▶ Stated exercise:
Copy every line of the data exactly, leaving nothing out.

▶ Task material:
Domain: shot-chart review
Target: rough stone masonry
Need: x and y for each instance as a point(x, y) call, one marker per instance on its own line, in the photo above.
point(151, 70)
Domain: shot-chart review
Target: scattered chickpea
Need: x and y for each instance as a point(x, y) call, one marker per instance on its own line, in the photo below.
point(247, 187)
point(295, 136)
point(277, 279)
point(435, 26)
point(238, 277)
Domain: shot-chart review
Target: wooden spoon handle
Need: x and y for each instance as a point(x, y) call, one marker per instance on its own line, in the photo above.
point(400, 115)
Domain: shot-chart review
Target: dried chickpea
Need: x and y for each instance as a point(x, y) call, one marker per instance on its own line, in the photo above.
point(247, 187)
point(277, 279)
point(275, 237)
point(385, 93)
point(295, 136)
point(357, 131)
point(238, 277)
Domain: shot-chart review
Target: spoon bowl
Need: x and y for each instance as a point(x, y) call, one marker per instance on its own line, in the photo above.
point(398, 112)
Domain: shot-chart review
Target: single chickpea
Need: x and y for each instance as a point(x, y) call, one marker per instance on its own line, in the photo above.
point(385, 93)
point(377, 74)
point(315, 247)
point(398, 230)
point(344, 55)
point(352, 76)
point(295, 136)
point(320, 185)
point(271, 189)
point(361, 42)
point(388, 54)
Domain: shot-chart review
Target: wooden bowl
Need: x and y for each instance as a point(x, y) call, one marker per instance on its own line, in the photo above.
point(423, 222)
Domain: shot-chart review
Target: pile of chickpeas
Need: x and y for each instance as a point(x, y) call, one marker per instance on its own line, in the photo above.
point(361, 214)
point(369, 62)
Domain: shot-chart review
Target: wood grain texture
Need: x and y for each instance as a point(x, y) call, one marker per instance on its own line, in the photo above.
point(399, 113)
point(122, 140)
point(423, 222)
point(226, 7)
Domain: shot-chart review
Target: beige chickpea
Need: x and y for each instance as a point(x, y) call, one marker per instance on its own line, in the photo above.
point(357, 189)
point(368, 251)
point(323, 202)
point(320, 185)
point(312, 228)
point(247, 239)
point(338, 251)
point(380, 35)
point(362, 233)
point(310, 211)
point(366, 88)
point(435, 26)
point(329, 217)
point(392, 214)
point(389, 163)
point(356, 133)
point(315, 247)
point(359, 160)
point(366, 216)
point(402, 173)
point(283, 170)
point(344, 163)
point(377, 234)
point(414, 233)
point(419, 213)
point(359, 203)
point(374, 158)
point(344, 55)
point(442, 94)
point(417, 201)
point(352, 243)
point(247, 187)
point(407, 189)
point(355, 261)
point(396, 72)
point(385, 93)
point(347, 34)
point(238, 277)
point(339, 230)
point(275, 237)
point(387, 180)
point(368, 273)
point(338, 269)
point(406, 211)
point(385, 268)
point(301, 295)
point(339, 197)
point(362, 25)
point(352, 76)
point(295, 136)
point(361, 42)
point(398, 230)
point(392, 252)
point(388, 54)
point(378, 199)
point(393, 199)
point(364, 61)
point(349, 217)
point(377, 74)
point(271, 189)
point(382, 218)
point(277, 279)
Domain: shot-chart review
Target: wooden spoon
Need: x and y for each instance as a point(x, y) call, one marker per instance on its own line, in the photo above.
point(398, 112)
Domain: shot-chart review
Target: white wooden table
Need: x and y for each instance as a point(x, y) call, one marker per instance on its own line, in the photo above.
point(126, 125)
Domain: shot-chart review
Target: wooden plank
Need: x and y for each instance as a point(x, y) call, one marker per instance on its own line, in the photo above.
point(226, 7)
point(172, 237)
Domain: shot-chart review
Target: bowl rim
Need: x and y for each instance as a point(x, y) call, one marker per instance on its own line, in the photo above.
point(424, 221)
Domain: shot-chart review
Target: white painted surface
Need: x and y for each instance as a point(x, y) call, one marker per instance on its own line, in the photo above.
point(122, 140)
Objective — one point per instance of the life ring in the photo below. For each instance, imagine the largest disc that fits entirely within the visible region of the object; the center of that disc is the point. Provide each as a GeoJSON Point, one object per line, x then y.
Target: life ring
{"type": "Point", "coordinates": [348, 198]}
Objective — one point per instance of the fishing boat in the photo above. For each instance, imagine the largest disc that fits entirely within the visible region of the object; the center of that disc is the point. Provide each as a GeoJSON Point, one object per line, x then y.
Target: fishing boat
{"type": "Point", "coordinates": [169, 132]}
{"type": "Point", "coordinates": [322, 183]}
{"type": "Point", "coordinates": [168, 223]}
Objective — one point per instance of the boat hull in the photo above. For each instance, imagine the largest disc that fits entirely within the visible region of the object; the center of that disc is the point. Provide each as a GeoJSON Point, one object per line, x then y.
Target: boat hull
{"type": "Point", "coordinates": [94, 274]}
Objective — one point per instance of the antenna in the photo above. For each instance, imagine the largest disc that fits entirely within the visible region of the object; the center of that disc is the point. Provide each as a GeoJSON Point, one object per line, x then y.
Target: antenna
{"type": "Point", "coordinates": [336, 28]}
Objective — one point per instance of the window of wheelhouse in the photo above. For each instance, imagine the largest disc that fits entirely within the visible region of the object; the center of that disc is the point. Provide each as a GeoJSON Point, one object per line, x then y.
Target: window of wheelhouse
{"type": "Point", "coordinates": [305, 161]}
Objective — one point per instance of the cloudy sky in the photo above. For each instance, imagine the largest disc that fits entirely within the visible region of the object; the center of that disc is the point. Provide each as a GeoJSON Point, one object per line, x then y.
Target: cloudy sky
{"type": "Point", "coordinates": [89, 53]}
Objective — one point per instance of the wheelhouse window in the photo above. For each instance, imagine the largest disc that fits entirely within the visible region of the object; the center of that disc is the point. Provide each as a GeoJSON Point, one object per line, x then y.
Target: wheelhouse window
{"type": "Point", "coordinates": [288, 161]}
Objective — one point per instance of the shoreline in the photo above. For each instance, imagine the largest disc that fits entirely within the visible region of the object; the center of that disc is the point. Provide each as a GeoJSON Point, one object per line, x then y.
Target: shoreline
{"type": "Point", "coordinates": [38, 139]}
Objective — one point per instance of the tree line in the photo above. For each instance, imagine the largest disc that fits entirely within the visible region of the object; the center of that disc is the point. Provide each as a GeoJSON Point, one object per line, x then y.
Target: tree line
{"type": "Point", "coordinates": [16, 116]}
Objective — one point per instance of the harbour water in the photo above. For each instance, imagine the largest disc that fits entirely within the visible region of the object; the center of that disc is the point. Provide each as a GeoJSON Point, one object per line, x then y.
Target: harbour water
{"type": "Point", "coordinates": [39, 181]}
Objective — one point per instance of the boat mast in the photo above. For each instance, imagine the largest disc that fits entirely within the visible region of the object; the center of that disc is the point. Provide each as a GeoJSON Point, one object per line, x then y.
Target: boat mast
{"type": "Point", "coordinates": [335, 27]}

▶ Task response:
Domain: shot-chart review
Target: rough stone masonry
Need: x and y for each instance as a point(x, y) call, one marker per instance on its own line, in the photo above.
point(151, 70)
Domain: shot-chart review
Target: scattered chickpea
Need: x and y for each instance as a point(x, y) call, one marker per instance on its own line, in the photo below.
point(247, 187)
point(295, 136)
point(277, 279)
point(435, 26)
point(238, 277)
Domain: shot-chart review
Target: wooden spoon handle
Need: x and y for each instance as a point(x, y) call, one marker per instance on its own line, in the photo above.
point(400, 115)
Domain: shot-chart review
Target: dried chickpea
Need: x and y for each instance as a point(x, y) call, one marker per instance on its own line, in the photo above.
point(247, 187)
point(277, 279)
point(275, 237)
point(385, 93)
point(295, 136)
point(357, 131)
point(238, 277)
Domain: shot-chart review
Target: spoon bowl
Need: x and y for each instance as a point(x, y) call, one marker per instance on its own line, in the photo above.
point(398, 112)
Domain: shot-chart review
Target: single chickpea
Need: x and y for each instance as a point(x, y) call, one marker per instance on its own line, in the photo above.
point(385, 93)
point(377, 74)
point(315, 247)
point(398, 230)
point(344, 55)
point(352, 76)
point(295, 136)
point(320, 185)
point(271, 189)
point(361, 42)
point(388, 54)
Domain: shot-chart review
Target: wooden bowl
Need: x and y for each instance as a point(x, y) call, one marker per instance on its own line, in the photo above.
point(423, 222)
Domain: shot-chart review
Target: pile of chickpeas
Need: x and y for each instance as a point(x, y) call, one marker per instance on its own line, in the photo above.
point(361, 214)
point(369, 62)
Domain: shot-chart review
Target: wood grain texture
Need: x and y for each instance as a point(x, y) call, one marker per instance on its own line, in the photo above.
point(399, 113)
point(122, 140)
point(423, 222)
point(226, 7)
Domain: shot-chart review
Target: beige chickpea
Need: x and y for each instance as a point(x, y) call, one marker per instance on its own line, in the photo above.
point(357, 189)
point(368, 251)
point(323, 202)
point(320, 185)
point(312, 228)
point(247, 239)
point(338, 251)
point(380, 35)
point(362, 233)
point(310, 211)
point(366, 88)
point(435, 26)
point(329, 217)
point(392, 214)
point(389, 163)
point(356, 133)
point(315, 247)
point(359, 160)
point(366, 216)
point(402, 173)
point(283, 170)
point(344, 163)
point(377, 234)
point(414, 233)
point(419, 213)
point(359, 203)
point(374, 158)
point(344, 55)
point(442, 94)
point(417, 201)
point(352, 243)
point(247, 187)
point(407, 189)
point(355, 261)
point(396, 72)
point(385, 93)
point(347, 34)
point(238, 277)
point(339, 230)
point(275, 237)
point(387, 180)
point(368, 273)
point(338, 269)
point(406, 211)
point(385, 268)
point(301, 295)
point(339, 197)
point(362, 25)
point(352, 76)
point(295, 136)
point(361, 42)
point(398, 230)
point(392, 252)
point(388, 54)
point(378, 199)
point(393, 199)
point(364, 61)
point(349, 217)
point(377, 74)
point(271, 189)
point(382, 218)
point(277, 279)
Domain: shot-chart review
Target: wooden spoon
Need: x and y for each instance as a point(x, y) call, one marker per instance on its own line, in the photo above.
point(398, 112)
Domain: shot-chart review
Target: white wooden table
Need: x and y for each instance as a point(x, y) call, one marker per instance on its own line, in the photo above.
point(126, 125)
Domain: shot-chart review
Target: wooden plank
Need: x and y for each instance as a point(x, y) call, one marker per instance on its own line, in the photo above.
point(226, 7)
point(172, 237)
Domain: shot-chart review
Target: bowl rim
Need: x and y for each instance as a point(x, y) call, one marker per instance on its own line, in the photo above.
point(424, 221)
Domain: shot-chart review
Target: white painted surface
Need: x and y for each instance as a point(x, y) call, one marker per instance on its own line, in the photo above.
point(122, 140)
Objective — one point per instance of the life ring in the photo below. For each instance, imagine the largest disc that fits entirely within the visible region of the object; the center of that disc is the point. Provide each as a GeoJSON Point, one object per line, x then y.
Target: life ring
{"type": "Point", "coordinates": [348, 198]}
Objective — one point per instance of the fishing boat in the photo above. For each instance, imagine the largest disc that fits entirely within the visible region of the object; the center of that disc is the point. Provide each as a GeoJSON Point, one object per line, x then y.
Target: fishing boat
{"type": "Point", "coordinates": [169, 132]}
{"type": "Point", "coordinates": [322, 183]}
{"type": "Point", "coordinates": [168, 223]}
Objective — one point per instance of the boat hull in the photo above. For each instance, imagine the largest disc that fits entirely within the visible region of the object; the center of that disc is the point. Provide each as a GeoJSON Point, one object per line, x then y.
Target: boat hull
{"type": "Point", "coordinates": [94, 274]}
Objective — one point per instance of the antenna in the photo above. For each instance, imagine the largest disc that fits entirely within the visible region of the object; the center of that disc is the point. Provide each as a GeoJSON Point, one object per line, x then y.
Target: antenna
{"type": "Point", "coordinates": [336, 28]}
Objective — one point per instance of the window of wheelhouse in the photo above. For each instance, imagine the largest disc that fits entirely within the visible region of the object; the center of that disc is the point. Provide each as a GeoJSON Point, one object per line, x then y.
Target: window of wheelhouse
{"type": "Point", "coordinates": [305, 161]}
Objective — one point per instance of the cloudy sky in the photo above. For each instance, imagine the largest disc that fits entirely within the visible region of the object; the center of that disc is the point. Provide each as a GeoJSON Point, one object per line, x then y.
Target: cloudy sky
{"type": "Point", "coordinates": [89, 53]}
Objective — one point per instance of the wheelhouse window in the photo above. For each instance, imagine the largest disc that fits entirely within the visible region of the object; the center of that disc is the point. Provide each as a GeoJSON Point, one object per line, x then y.
Target: wheelhouse window
{"type": "Point", "coordinates": [288, 161]}
Objective — one point per instance of the shoreline in the photo above. For each instance, imagine the largest disc that fits entirely within the visible region of the object; the center of that disc is the point. Provide each as a GeoJSON Point, one object per line, x then y.
Target: shoreline
{"type": "Point", "coordinates": [38, 139]}
Objective — one point per instance of the tree line in the photo above. For each instance, imagine the largest disc that fits entirely within the visible region of the object; the center of that disc is the point. Provide each as a GeoJSON Point, one object per line, x then y.
Target: tree line
{"type": "Point", "coordinates": [16, 116]}
Objective — one point per instance of the harbour water in the photo above. For each instance, imagine the largest disc that fits entirely within the visible region of the object; the center of that disc is the point. Provide each as a GeoJSON Point, one object per line, x then y.
Target: harbour water
{"type": "Point", "coordinates": [39, 181]}
Objective — one point per instance of the boat mast in the photo above. For each instance, imagine the largest disc that fits entirely within the visible region of the object; the center of that disc is the point. Provide each as a GeoJSON Point, one object per line, x then y.
Target: boat mast
{"type": "Point", "coordinates": [335, 27]}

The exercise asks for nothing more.